I used stack decoder in trigram to do phrase based translation. 

I rewrite to PhraseTable() of NLTK. Because the nltk version can not solve a single unseen word if the word is not in the phrase table, it will return false. Then the stack decoder will report error. The translation can not  So I need to solve this problem. In the code, if the phrase table get a single unseen word, it will seen the word has in the table. And if the table doesn't contain the word, it will return the original one. Then the stack decoder will work quite fine. 

Besides this, I also used fast align. I read the github introduction and user guide. I did this in NecTAR, cause I didn't get a linux system :). It has certain bitext format. The method make_for_fast_align() is doing this. Then finished the combine of alignment got from ibm2 of both direction. The result is stored in "final" file. I will submit it within the submission. 

By doing these, I redo IR and calculate MAP. The MAP score is arount 0.225. It increased a little than before. 


## Discussion (5% of marks)

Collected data
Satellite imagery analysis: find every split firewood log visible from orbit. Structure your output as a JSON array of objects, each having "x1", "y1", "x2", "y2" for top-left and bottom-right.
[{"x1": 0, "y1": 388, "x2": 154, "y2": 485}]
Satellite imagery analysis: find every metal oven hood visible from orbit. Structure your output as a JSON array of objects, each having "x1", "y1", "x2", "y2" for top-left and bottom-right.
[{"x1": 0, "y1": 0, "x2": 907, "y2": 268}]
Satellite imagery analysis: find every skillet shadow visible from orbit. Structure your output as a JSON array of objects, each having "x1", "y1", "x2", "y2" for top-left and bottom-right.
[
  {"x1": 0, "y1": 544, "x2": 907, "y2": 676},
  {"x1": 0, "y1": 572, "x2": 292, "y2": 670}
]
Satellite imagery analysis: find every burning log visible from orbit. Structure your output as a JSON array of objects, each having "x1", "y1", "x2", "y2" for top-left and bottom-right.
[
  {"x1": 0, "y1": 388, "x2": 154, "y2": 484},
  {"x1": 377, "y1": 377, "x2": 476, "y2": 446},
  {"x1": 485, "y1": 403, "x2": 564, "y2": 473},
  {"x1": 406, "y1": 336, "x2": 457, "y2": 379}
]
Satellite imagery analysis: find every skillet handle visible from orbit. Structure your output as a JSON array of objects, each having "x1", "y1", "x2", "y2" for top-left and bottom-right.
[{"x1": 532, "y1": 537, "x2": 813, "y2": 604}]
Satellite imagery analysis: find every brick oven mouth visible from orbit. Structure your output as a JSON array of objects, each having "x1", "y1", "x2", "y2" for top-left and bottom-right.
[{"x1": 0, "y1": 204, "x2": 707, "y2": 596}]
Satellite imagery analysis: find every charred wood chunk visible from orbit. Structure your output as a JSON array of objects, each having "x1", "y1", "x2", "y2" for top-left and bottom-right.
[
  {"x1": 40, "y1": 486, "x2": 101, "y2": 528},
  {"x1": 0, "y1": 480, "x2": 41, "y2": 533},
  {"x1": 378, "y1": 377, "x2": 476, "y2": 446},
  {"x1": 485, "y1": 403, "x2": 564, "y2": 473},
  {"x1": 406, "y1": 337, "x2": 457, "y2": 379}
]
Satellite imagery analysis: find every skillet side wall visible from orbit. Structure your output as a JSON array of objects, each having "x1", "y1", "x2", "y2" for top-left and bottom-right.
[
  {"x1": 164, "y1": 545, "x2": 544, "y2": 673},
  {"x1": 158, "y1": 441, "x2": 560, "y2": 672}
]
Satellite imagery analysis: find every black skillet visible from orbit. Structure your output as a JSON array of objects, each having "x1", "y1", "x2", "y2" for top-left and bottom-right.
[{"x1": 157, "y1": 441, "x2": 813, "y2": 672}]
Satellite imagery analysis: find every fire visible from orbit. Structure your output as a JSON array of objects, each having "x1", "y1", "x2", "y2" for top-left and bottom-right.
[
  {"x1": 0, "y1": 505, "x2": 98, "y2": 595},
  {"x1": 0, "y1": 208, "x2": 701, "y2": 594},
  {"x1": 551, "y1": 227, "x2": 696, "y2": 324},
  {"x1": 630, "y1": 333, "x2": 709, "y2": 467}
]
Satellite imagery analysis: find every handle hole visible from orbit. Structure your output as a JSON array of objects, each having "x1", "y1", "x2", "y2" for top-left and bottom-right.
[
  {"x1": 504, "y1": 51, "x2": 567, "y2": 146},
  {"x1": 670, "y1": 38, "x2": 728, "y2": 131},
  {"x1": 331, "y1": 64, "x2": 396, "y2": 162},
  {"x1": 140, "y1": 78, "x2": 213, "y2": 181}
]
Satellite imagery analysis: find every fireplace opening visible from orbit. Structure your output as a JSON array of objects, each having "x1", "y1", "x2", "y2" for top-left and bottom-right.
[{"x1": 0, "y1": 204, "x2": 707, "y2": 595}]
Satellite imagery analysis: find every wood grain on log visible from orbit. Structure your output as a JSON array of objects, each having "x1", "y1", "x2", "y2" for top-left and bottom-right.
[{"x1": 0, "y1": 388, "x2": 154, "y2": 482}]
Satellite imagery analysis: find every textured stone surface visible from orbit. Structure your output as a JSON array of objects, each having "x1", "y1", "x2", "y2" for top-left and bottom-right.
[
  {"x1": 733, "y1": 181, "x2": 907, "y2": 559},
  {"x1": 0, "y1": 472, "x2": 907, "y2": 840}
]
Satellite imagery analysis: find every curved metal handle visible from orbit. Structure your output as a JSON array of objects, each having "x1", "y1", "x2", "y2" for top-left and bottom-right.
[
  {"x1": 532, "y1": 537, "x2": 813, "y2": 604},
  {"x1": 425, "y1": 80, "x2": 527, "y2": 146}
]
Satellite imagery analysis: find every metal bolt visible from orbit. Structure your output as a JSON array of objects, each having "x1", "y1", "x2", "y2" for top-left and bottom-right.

WHAT TO DO:
[1] According to the excerpt, in which file is the result of combining the alignments stored?
[2] Update the excerpt's passage from "Besides this, I" up to and including "little than before.", replacing "MAP" with "mean average precision" throughout.
Rely solely on the excerpt when responding.

EXERCISE RESPONSES:
[1] In the "final" file.

[2]
Besides this, I also used fast align. I read the github introduction and user guide. I did this in NecTAR, cause I didn't get a linux system :). It has certain bitext format. The method make_for_fast_align() is doing this. Then finished the combine of alignment got from ibm2 of both direction. The result is stored in "final" file. I will submit it within the submission. 

By doing these, I redo IR and calculate mean average precision. The mean average precision score is arount 0.225. It increased a little than before.